● CHALLENGES
- A) In the essay on American idealism, what did the recent Seattle Times headline say?
- B) Copy the listing from the line that contains "Place one keypoint on each instance of the gold" through the end of the listing, requests included, and shift every x and y coordinate in the answers by -8.

[from 12/1/10]
I think I have finally figured out my own country. For 61 years I have been trying to understand what has seemed at times as a death wish among my fellow countrypersons, at other times as a rather very-long-nap-time wish, at other times as a prolonged-stupidity wish. I now realize how wrong I’ve been.
Americans really are idealists in the truest sense. In the sense of wanting the ideal life, regardless of what it takes. It’s just that, the ideal American life is something we saw on television and in the movies.
The dawn of my awakening came when I saw the recent Seattle Times headline, “Washington drivers are spending less time in traffic,” along with the sentence further down, “People drove less because of economic recession, the state says.” My first thought was, “Wow, the state is smart today. Give the state a cookie!"
Then I thought, “Wait a minute, Wes” (I like to think to myself in the third-person, to keep in mind who I’m thinking to) “breezy traffic is the American Dream.” When has a James Bond Lotus or Aston Martin ever been stuck in traffic? I can’t even remember a traffic jam on Dragnet. That was set in Los Angeles! We’ve been taught to think that’s the way it should be!

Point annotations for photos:
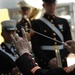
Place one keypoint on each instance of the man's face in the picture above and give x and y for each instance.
(7, 37)
(26, 12)
(50, 8)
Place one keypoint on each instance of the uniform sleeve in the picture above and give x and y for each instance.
(67, 31)
(28, 67)
(36, 44)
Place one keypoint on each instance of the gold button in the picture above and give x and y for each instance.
(55, 43)
(54, 34)
(45, 31)
(51, 20)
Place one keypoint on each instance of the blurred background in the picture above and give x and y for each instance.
(65, 9)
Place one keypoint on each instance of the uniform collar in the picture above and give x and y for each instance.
(49, 16)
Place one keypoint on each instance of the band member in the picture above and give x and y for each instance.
(29, 66)
(24, 12)
(8, 53)
(54, 27)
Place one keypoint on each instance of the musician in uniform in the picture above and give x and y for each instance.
(27, 65)
(54, 27)
(8, 53)
(24, 12)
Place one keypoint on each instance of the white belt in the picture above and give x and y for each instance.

● RESPONSES FOR EACH TASK
- A) "Washington drivers are spending less time in traffic."

- B)
Place one keypoint on each instance of the gold button in the picture above and give x and y for each instance.
(47, 35)
(46, 26)
(37, 23)
(43, 12)
Place one keypoint on each instance of the blurred background in the picture above and give x and y for each instance.
(57, 1)
Place one keypoint on each instance of the uniform collar in the picture above and give x and y for each instance.
(41, 8)
Place one keypoint on each instance of the band member in the picture above and give x and y for each instance.
(21, 58)
(16, 4)
(0, 45)
(46, 19)
Place one keypoint on each instance of the musician in uniform in the picture above and give x and y for each instance.
(19, 57)
(46, 19)
(0, 45)
(16, 4)
Place one keypoint on each instance of the white belt in the picture above and give x and y for each instance.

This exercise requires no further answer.